● STATED PROBLEM
Reproduce every one of the rows below word for word, with each line left unchanged.

## Start

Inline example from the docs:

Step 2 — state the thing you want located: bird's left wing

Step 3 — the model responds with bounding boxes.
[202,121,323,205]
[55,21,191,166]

## End

● THE SOLUTION
Inline example from the docs:

Step 2 — state the thing you want located: bird's left wing

Step 3 — the model responds with bounding boxes.
[202,121,323,205]
[55,21,191,166]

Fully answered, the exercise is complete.